▸ TASK BRIEF
Could you rewrite the entries below, from the very first one through the line containing "250, 130, 430, 358", with every "night-vision" changed to "infrared" and nothing else altered?
[INFORMATION PROVIDED start]
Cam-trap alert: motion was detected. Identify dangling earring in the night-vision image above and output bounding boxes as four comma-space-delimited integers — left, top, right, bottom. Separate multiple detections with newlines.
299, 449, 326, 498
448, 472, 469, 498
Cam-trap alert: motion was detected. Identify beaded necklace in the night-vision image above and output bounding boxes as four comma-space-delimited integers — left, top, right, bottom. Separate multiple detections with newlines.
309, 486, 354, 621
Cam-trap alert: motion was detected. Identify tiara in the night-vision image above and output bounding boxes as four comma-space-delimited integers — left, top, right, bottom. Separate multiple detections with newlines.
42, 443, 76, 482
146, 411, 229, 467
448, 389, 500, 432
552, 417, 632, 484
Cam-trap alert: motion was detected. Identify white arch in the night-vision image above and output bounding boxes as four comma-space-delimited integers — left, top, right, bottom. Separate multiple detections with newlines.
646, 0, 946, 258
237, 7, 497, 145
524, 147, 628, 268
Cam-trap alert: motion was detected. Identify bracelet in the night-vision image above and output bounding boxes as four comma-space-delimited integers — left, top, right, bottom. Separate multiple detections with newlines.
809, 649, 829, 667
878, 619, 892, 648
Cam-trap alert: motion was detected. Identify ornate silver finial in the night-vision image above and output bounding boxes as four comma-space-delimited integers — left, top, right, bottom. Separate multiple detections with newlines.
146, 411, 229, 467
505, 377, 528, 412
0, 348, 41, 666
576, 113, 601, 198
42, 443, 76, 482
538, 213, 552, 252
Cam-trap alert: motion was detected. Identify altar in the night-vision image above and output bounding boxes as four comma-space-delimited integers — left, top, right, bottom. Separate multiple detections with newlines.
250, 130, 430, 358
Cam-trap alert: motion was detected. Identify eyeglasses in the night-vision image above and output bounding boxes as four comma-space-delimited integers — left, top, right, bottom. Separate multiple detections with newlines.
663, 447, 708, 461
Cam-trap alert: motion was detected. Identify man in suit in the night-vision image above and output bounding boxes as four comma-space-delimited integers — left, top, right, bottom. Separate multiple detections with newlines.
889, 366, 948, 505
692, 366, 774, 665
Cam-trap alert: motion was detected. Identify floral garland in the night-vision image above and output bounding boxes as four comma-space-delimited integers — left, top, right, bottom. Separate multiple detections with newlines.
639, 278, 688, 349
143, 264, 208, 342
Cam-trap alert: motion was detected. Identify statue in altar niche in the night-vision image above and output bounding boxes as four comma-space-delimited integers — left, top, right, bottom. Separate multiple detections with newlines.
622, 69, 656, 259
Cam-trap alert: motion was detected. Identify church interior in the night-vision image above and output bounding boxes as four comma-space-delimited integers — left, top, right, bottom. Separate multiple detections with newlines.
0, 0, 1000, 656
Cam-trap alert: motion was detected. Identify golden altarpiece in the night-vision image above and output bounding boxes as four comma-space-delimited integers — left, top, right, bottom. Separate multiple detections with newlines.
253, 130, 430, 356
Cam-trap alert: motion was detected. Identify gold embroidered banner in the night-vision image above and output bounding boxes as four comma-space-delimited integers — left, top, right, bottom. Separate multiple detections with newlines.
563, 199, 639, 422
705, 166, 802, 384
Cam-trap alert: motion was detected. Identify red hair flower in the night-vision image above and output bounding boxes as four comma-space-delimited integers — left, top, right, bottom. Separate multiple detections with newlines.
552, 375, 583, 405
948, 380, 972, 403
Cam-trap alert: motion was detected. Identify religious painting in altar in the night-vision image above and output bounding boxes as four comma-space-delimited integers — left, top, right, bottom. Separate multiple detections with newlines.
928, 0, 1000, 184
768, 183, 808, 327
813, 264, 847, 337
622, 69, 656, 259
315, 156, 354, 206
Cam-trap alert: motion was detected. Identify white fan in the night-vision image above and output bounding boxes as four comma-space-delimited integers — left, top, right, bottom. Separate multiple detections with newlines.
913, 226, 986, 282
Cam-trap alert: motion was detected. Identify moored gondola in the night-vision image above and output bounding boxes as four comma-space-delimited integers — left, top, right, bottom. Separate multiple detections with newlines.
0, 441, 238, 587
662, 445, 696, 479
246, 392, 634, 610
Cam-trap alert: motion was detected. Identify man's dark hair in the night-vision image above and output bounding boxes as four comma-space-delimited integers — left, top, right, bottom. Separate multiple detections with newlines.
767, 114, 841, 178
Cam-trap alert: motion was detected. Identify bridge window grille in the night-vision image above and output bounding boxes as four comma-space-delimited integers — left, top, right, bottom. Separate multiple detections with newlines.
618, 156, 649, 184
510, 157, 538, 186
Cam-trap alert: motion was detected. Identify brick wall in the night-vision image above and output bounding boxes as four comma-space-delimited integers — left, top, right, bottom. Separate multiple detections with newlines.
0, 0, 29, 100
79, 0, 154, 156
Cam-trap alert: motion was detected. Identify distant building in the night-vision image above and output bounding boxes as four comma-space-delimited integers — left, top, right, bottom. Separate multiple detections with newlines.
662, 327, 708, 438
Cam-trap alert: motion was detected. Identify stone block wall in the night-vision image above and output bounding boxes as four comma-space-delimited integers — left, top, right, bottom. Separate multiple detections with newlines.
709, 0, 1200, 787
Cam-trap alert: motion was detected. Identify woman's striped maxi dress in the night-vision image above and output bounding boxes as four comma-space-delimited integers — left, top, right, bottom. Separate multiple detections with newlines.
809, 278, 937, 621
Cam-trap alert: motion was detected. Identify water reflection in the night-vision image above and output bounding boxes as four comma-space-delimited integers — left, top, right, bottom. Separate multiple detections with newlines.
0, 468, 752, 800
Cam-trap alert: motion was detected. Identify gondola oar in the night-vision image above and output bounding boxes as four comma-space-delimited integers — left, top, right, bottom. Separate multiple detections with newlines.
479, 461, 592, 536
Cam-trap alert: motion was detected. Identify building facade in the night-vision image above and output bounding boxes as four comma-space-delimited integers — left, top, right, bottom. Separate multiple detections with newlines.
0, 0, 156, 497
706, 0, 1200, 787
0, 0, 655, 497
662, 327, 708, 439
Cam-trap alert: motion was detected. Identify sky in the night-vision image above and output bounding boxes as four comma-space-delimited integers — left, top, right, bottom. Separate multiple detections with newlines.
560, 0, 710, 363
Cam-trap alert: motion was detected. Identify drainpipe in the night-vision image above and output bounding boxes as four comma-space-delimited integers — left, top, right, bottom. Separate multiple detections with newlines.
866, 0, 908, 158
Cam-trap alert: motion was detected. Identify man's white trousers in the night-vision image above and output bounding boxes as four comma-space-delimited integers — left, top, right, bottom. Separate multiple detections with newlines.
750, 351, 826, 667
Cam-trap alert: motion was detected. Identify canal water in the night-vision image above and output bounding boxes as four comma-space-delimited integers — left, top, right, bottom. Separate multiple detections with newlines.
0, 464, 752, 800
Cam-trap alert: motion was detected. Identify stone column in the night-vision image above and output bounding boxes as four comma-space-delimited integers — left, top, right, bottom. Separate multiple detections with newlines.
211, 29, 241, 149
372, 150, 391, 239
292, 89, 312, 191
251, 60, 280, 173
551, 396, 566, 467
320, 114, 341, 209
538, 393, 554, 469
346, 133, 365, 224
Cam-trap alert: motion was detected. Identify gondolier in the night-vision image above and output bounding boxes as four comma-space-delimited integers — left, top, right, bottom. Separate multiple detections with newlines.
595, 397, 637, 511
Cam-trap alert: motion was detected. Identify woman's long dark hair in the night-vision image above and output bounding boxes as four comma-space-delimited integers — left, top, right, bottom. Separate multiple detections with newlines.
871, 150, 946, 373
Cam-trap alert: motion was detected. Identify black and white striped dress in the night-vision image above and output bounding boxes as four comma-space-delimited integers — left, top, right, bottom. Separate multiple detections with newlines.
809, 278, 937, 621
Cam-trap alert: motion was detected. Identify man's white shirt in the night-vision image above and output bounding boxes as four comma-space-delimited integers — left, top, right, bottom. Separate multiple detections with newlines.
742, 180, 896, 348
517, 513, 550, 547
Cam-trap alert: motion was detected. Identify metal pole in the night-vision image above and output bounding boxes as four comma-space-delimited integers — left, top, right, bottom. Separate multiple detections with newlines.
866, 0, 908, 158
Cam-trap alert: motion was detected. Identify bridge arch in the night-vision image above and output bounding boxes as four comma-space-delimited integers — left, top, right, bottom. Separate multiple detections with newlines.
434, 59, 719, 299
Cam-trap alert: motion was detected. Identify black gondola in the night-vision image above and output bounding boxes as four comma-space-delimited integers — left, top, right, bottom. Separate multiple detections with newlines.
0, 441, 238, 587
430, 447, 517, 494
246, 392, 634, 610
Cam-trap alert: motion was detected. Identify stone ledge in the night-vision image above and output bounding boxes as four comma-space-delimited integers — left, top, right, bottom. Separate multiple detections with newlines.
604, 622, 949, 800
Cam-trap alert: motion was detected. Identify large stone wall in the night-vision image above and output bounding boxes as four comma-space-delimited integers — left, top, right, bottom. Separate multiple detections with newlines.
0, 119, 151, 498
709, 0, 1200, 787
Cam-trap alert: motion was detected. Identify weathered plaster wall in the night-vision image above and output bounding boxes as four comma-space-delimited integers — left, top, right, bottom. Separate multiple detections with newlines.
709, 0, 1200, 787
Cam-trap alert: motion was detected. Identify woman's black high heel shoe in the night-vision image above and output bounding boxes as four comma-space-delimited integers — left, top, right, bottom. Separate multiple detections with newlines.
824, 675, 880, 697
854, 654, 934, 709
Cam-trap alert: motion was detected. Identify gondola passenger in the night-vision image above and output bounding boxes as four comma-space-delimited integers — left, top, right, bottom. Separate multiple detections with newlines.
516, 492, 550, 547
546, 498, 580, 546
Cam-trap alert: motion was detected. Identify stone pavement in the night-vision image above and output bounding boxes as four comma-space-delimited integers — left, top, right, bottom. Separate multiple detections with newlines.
[INFORMATION PROVIDED end]
▸ TASK RESULT
Cam-trap alert: motion was detected. Identify dangling earring in the infrared image above and output bounding boxes as four comma-space-delimited integers — left, top, right, bottom. Separate multiple detections with newlines.
299, 449, 326, 498
448, 472, 469, 498
Cam-trap alert: motion was detected. Identify beaded necklace in the infrared image above and output bounding boxes as four comma-space-delimited integers — left, top, right, bottom. Separate multiple detections with newlines.
309, 486, 354, 621
Cam-trap alert: motion was detected. Identify tiara in the infrared image above and output bounding boxes as four comma-space-delimited integers — left, top, right, bottom. Separate multiple detections with newlines.
42, 443, 76, 482
146, 411, 229, 467
448, 389, 500, 432
552, 417, 632, 484
Cam-trap alert: motion was detected. Identify white arch in the infrared image above and output bounding boxes as four comma-space-delimited integers — left, top, right, bottom. Separate multiple detections with newlines.
646, 0, 946, 258
237, 7, 497, 145
524, 147, 628, 268
Cam-trap alert: motion was detected. Identify bracelet in the infrared image above and output bounding boxes as four comma-space-delimited integers — left, top, right, bottom. Separate multiple detections with newlines.
809, 649, 829, 667
878, 619, 892, 648
Cam-trap alert: motion was detected. Identify ornate silver finial in the infrared image above and output bounding boxes as four comma-space-delimited integers — left, top, right, bottom. Separate multiple detections with newlines.
146, 411, 229, 467
505, 377, 528, 412
0, 348, 41, 666
576, 113, 601, 198
42, 443, 76, 482
538, 213, 552, 252
Cam-trap alert: motion was detected. Identify altar in the infrared image above and output bounding boxes as four comma-space-delimited integers — left, top, right, bottom. Separate multiple detections with newlines.
250, 130, 430, 358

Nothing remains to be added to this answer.